- **DIRECTION**
Below are records to transcribe exactly, without their pictures.

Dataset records
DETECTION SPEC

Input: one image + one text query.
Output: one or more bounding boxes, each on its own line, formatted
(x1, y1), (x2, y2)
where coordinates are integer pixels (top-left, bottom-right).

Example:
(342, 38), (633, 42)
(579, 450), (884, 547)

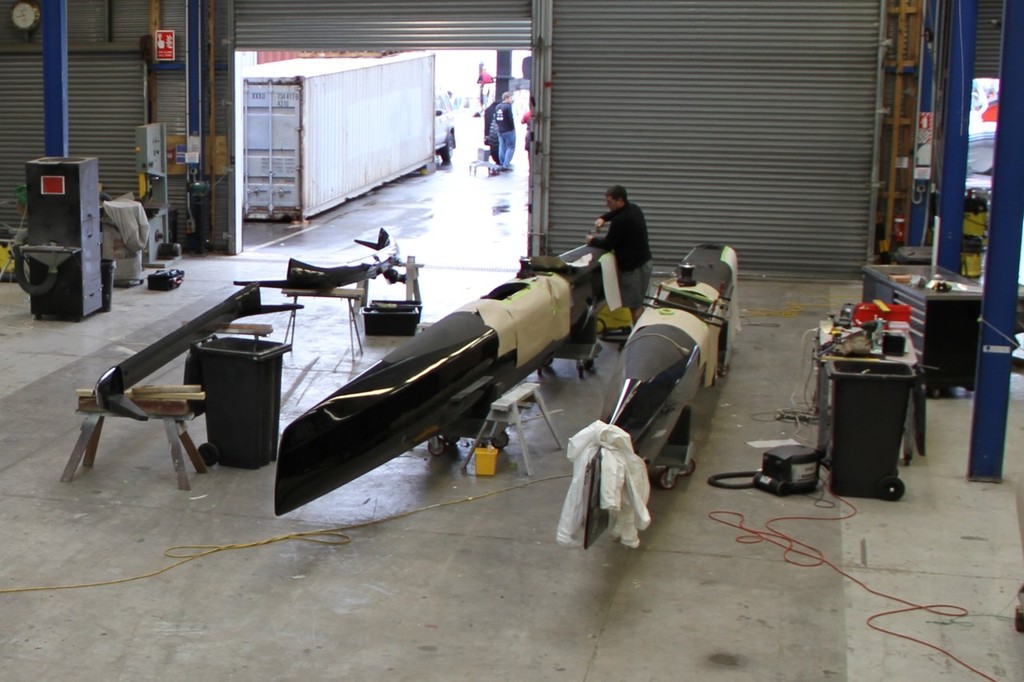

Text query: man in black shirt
(587, 184), (654, 324)
(495, 92), (515, 171)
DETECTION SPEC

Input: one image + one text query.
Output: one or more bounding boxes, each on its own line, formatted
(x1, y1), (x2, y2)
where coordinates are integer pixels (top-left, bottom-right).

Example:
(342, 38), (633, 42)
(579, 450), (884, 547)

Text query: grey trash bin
(188, 337), (292, 469)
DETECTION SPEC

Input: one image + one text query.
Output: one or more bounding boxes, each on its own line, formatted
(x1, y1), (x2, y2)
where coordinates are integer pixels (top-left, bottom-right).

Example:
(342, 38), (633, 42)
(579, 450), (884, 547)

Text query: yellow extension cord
(0, 474), (569, 594)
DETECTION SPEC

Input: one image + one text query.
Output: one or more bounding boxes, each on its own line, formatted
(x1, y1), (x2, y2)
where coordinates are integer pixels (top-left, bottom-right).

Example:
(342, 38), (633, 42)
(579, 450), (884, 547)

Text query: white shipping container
(243, 52), (434, 220)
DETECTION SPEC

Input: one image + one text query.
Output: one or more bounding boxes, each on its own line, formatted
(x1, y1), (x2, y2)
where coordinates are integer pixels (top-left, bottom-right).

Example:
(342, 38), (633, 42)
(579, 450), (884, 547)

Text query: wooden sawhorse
(461, 382), (562, 476)
(60, 386), (207, 491)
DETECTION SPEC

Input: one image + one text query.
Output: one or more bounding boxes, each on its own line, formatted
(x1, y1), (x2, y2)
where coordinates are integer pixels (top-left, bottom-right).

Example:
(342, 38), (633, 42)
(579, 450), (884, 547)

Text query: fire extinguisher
(893, 213), (906, 246)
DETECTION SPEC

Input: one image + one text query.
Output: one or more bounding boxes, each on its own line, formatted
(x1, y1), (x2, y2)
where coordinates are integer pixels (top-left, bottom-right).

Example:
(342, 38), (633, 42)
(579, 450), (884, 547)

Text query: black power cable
(708, 469), (761, 491)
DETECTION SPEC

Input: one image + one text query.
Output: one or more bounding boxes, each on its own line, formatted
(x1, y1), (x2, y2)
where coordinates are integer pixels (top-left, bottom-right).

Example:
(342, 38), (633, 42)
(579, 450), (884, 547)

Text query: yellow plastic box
(473, 445), (498, 476)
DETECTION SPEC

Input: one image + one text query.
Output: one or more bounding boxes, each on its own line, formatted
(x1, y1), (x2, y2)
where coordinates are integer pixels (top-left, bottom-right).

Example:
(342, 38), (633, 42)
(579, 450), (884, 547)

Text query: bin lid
(825, 359), (914, 380)
(193, 336), (292, 361)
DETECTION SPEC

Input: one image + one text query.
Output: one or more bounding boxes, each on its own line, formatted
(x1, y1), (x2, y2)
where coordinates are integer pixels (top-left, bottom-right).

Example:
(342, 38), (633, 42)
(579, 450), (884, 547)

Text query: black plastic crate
(362, 301), (423, 336)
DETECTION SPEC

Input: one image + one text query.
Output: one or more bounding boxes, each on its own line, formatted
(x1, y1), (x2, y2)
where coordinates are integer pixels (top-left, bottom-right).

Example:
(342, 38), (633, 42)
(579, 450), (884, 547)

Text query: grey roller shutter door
(0, 52), (144, 226)
(233, 0), (531, 50)
(974, 0), (1002, 78)
(547, 0), (880, 276)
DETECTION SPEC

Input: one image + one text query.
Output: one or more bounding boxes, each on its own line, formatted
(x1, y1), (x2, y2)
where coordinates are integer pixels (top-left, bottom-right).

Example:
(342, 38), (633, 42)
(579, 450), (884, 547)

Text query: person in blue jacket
(495, 92), (515, 170)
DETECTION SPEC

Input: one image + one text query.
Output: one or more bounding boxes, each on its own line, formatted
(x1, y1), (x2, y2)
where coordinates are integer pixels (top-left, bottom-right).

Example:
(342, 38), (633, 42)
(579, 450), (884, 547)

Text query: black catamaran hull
(274, 242), (603, 515)
(602, 245), (737, 487)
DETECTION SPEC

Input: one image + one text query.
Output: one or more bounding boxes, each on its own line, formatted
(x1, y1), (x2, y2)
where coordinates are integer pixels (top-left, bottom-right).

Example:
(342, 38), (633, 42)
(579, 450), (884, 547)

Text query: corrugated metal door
(547, 0), (880, 276)
(0, 52), (143, 209)
(234, 0), (531, 50)
(974, 0), (1002, 78)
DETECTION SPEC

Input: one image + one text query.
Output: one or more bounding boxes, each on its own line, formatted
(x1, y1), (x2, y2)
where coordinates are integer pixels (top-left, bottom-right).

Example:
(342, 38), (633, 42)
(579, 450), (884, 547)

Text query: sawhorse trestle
(60, 386), (207, 491)
(462, 382), (562, 476)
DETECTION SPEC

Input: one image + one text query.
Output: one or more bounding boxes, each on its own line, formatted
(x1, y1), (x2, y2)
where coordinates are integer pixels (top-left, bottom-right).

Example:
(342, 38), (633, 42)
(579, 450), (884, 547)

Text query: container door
(242, 80), (302, 220)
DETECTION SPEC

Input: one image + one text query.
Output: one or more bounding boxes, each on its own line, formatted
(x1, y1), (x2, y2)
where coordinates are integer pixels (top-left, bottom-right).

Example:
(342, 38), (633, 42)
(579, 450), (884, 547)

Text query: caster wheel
(657, 467), (679, 491)
(427, 436), (447, 457)
(196, 442), (220, 467)
(876, 476), (906, 502)
(490, 430), (509, 450)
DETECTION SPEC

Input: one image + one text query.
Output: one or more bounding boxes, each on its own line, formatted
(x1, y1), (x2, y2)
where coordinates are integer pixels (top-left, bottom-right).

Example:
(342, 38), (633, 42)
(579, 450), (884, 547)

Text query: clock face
(10, 2), (39, 31)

- **FINAL RESULT**
DETECTION SPEC

Input: one image + one text query.
Output: one or more bounding boxes, each on its own line, formatted
(x1, y1), (x2, y2)
where coordinates are integer pixels (top-left, bottom-right).

Example:
(342, 38), (633, 42)
(579, 450), (884, 547)


Text query: man in black shirt
(587, 184), (654, 324)
(495, 92), (515, 171)
DETECTION SPEC

Input: one image + one text query.
Output: one or more bounding boxes, each on its own line, formatted
(x1, y1), (x2, y2)
where coordinates are integer pixels (top-left, bottom-right).

Example:
(342, 38), (633, 42)
(579, 450), (884, 547)

Text query: grey trash bin
(188, 337), (292, 469)
DETECTION SPEC

Input: one image + one text query.
Output: one or more bounding boxes, each on its own line, formatted
(x1, y1), (x2, y2)
where coordinates are integer pixels (top-left, bottom-right).

Example:
(342, 38), (633, 42)
(579, 450), (884, 547)

Text query: yellow extension cord
(0, 474), (569, 594)
DETECTION SPEC

Input: one image + one text query.
Output: one or more bounding boxes, each on its own line, formatted
(x1, y1), (x2, y2)
where coordinates are integer pixels (top-left, bottom-right).

Example:
(342, 38), (633, 42)
(579, 450), (884, 547)

Text query: white shipping container
(243, 52), (434, 220)
DETECTION SPEC

Input: one image + one text query.
Output: one or more bounding boxes, each on its own line, formatted
(x1, y1), (x2, y2)
where coordinates are integer pixels (top-left, bottom-right).

Example:
(342, 38), (633, 42)
(579, 450), (884, 547)

Text query: wooden sawhorse
(461, 382), (562, 476)
(60, 386), (207, 491)
DETECTION SPEC

Input: one image + one text query.
Output: one or more bounding boxes, each on its own line, formatted
(x1, y1), (x2, y2)
where coordinates are integer pixels (top-left, bottom-right).

Example:
(342, 38), (633, 42)
(579, 450), (884, 547)

Text query: fire extinguisher
(893, 213), (906, 246)
DETECTION SPEC

Input: one image + one text query.
Output: one or more bounding boxes, each on its own line, formatted
(x1, y1), (x2, y2)
where coordinates are integer pixels (top-left, bottom-right).

Example:
(342, 38), (633, 42)
(579, 450), (884, 547)

Text query: black power cable
(708, 469), (761, 491)
DETECTION SPEC

Input: one image + one text query.
Output: one or more bounding boxes, each on its own line, formatted
(x1, y1), (x2, y2)
where coordinates are integer pixels (top-left, bottom-right).

Example:
(342, 38), (633, 42)
(579, 450), (884, 547)

Text query: yellow plastic box
(473, 445), (498, 476)
DETECTION SPEC

Input: one image + one text query.
Output: one or more bounding boxes, each on its own line, formatted
(x1, y1), (x2, y2)
where coordinates are integer pixels (top-left, bottom-right).

Example:
(342, 38), (633, 42)
(579, 450), (884, 547)

Text query: bin lid
(825, 359), (914, 380)
(193, 336), (292, 361)
DETECTION SPEC

Input: one image + one text query.
Output: one or more bounding boxes, each on its own line, formatted
(x1, y1), (x2, y2)
where coordinates are integer pixels (top-left, bottom-right).

Example:
(342, 38), (633, 42)
(579, 450), (884, 547)

Text query: black plastic crate
(362, 301), (423, 336)
DETECTION SPEC

Input: one image + one text query.
Output: one or more bounding boxes, each on its own line, formatted
(x1, y1), (x2, y2)
where coordinates are integer pixels (top-left, bottom-right).

Example:
(342, 38), (633, 42)
(579, 450), (884, 547)

Text query: grey roller shutter door
(0, 52), (144, 226)
(233, 0), (531, 50)
(974, 0), (1002, 78)
(547, 0), (880, 276)
DETECTION SPEC

Input: one image + one text query.
Output: one or more bounding boxes, each on its own line, formatted
(x1, y1), (x2, y2)
where coordinates are integer pixels (top-left, bottom-right).

Example:
(342, 38), (633, 42)
(579, 450), (884, 547)

Text query: person in blue jacket
(495, 92), (515, 170)
DETECTION SPEC

Input: one image + one text query.
Output: one or more bounding boxes, each on its own line, formatted
(x1, y1), (x2, y2)
where coordinates are integer pixels (top-left, bottom-right).

Example:
(342, 38), (633, 42)
(579, 450), (884, 547)

Text query: black catamaran hull
(274, 242), (603, 515)
(602, 245), (737, 487)
DETECTION SPEC

Input: one image + one text query.
Output: one or more bounding boxes, each on its own line, formatted
(x1, y1), (x2, y2)
where coordinates are integer pixels (top-left, bottom-right).

Example:
(342, 38), (633, 42)
(579, 450), (884, 547)

Text query: corrugated metal door
(547, 0), (880, 276)
(0, 52), (143, 209)
(234, 0), (531, 50)
(974, 0), (1002, 78)
DETECTION SPEC

Input: one image + one text query.
Output: one or more bounding boxes, each on its own line, formatted
(x1, y1), (x2, y2)
where coordinates are integer pixels (top-left, bottom-right).

Example:
(342, 38), (633, 42)
(579, 450), (884, 547)

Text query: sawhorse trestle
(60, 386), (207, 491)
(462, 382), (562, 476)
DETECTION SPEC

Input: one image + one text query.
Output: one or more bounding boxes, each on its own line, formatted
(x1, y1), (x2, y2)
where coordinates are integer pixels (top-left, bottom-right).

Example:
(342, 38), (633, 42)
(579, 450), (884, 547)

Text query: container door
(242, 80), (302, 220)
DETECTION SPEC

Input: one image + one text query.
Output: one or more bounding boxes, each on its own line, formatted
(x1, y1), (x2, y2)
where coordinates are integer pixels (top-left, bottom-right).

Example:
(342, 38), (633, 42)
(579, 450), (884, 547)

Text query: caster wheel
(657, 467), (679, 491)
(427, 436), (447, 457)
(196, 442), (220, 467)
(876, 476), (906, 502)
(490, 430), (509, 450)
DETECTION SPEC

Input: one image + one text query.
Output: one or more bounding boxes, each on its own line, formatted
(x1, y1), (x2, y2)
where coordinates are integer pixels (top-left, bottom-right).

Example:
(342, 38), (633, 42)
(579, 450), (884, 547)

Text query: clock face
(10, 2), (39, 31)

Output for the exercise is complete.